**Goal of the exercise**
Continue the following talk about the theatre company Quarantine and its scenography, picking up after its final sentence.

>> begin Excerpt

My interests co-incided and converged with Richard Gregory and Renny O’Shea and we co-founded Quarantine whose work I’d like to show you today. Quarantine is currently the John Thaw Fellow in Theatre here at the University of Manchester, and won the Arts Council England North West’s art05 award for outstanding achievement this year (2005.)

“…behind every face we pass in the street there beats a life of infinite complexity”

This phrase from Joyce Macmillan’s review of see-saw (an early Quarantine production) at Tramway, Glasgow crystalises the concepts that underpin the work of Quarantine and which are manifest in a series of events that have at their core , through a collusion of scenographic and dramaturgical strategies, a confusion and fusion, a blurring of boundaries between performers and audience, a process of disorientation, re-orientation, and a re-iteration of liveness, always with the invitation to act, to partake and even possibly derail the perceived trajectories of an event., making possible the discovery and presentation of personal histories that become communal through the exploration of the intimate, the mundane, the ‘normal’ and ‘ordinary’.

And so, through my work with Quarantine I have continued my move away from the baroque and the overt to something more discreet, even unseen, a gentler manipulation of all the senses, working with the biographical resonances of objects, developing performance contexts and sensory experience, .the performance space and the performance itself, tinkering within the reality of the familiar and at its edges, looking for even the small spaces of ambiguity and tension between what we expect to happen and what might happen – a kind of ‘in the meantime’ of infinite potentiality;

Here are a couple of images from an early piece : SeeSaw – a tale of the city and a meeting of folks in Glasgow – created for the main space at the Tramway. Two banks of seating units separated by a curtain with a mixture of audience and ‘performers’ in each bank – the immediate assumption was that the other bank, in each case, was the ‘show’. The audience travelled through a maze on their journey to each side (we were the first show in after their refurbishment and for our production we had to label the doors A and B and in a pleasing fusion with the building the signs have remained and are still used to designate entrances). The insubstantiality of the sharks tooth walls and lack of ceiling to the performance/auditorium space allowed the Tramway building to mark and retain its presence within the performance context. As we are very often working with traditional playhouse venues, we are keen to exploit, subvert, and extend the historical lineage and received expectations by specifically looking outside these contexts for more appropriate and effective practices but always by looking out from within , rather like a sailor trying to rebuild a ship at sea and never being able to start at the bottom.

>> end Excerpt
>> begin Information supplied

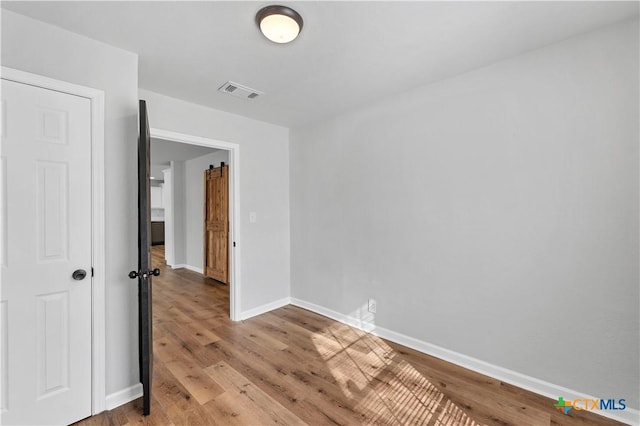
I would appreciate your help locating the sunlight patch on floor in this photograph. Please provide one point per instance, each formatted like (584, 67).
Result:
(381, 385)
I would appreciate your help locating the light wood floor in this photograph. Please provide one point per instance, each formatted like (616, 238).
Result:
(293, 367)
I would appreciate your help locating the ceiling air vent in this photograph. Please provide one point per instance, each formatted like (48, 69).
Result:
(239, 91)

>> end Information supplied
>> begin Information supplied

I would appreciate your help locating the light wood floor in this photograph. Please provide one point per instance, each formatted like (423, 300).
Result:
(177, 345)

>> end Information supplied
>> begin Information supplied

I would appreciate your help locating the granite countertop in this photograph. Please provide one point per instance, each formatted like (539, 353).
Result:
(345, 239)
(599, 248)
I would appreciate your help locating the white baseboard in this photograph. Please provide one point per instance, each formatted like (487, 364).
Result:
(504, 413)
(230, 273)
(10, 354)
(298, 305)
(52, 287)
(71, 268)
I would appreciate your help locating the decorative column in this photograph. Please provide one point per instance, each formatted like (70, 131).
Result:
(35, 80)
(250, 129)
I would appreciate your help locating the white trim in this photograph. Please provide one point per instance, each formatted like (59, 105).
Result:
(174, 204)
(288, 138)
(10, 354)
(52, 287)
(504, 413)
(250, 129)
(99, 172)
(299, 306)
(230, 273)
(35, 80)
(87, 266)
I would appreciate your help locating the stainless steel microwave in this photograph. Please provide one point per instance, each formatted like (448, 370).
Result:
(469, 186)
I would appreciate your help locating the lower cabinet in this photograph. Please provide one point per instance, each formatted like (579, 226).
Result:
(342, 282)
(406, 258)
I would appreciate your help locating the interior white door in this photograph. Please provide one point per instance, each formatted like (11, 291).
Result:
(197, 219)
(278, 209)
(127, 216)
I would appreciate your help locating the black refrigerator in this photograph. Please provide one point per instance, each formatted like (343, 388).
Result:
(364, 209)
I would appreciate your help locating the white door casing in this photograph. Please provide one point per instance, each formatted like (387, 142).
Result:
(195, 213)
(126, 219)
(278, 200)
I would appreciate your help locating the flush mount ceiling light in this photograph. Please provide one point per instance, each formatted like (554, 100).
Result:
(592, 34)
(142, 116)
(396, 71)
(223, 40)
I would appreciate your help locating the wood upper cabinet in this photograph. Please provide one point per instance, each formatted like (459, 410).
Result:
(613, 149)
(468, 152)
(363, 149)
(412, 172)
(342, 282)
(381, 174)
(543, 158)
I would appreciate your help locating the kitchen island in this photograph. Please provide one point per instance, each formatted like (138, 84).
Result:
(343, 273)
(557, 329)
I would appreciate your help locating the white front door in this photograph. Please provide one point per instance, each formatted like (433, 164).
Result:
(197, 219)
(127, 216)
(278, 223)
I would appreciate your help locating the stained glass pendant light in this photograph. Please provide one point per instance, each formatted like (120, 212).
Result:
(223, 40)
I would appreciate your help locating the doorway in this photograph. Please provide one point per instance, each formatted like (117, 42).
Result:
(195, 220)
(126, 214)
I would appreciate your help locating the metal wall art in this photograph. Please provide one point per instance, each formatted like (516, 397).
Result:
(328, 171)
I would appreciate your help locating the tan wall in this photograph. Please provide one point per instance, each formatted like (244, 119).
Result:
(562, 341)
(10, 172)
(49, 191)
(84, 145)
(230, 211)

>> end Information supplied

**Written response**
The next show was ‘Frank’ – a performance-installation where audience members travelled as individuals through a series of interconnected rooms set up on the main stage at Newcastle Playhouse. After a period of waiting, listening and observing from the wings ,an audience member would enter a perimeter corridor, dimly lit and smelling of sour cabbage where some doors were locked and others gave access to a variety of rooms and installations, through which one could wander at leisure, there being no limit to how long you could spend in the installation and no knowing if the people you encountered were performers or other audience members. The penultimate room, a soup kitchen, proved a strong focal and gathering point, where complete strangers would settle and talk, creating a strong sense of community, in fact a new community that began within but developed a life of its own outwith ‘the performance markers’.

I don’t have time here to describe the various installations, but the process of the journey through rooms ideally enabled a ‘re-membering’ of self, whether that was by tapping into an old memory triggered by a smell or a sound (e.g.World Cup 1970), or moments for self-reflection in a mirror, or simply the heightened perceptions enabled by alone-ness, whereby, again ideally, one reached the soup kitchen with a renewed, or heightened, or ‘opened’ sense of self nd that this promulgated the extraordinarily intimate communality engendered in this penultimate room. In our work, you are offered situations where you can reveal as much or as little as you wish, situations where you can be as honest or as imaginative as you choose – the making of that choice is interesting and it is both heartening and intriguing that ‘in the company of strangers’ we all do mostly choose to reveal rather than disguise.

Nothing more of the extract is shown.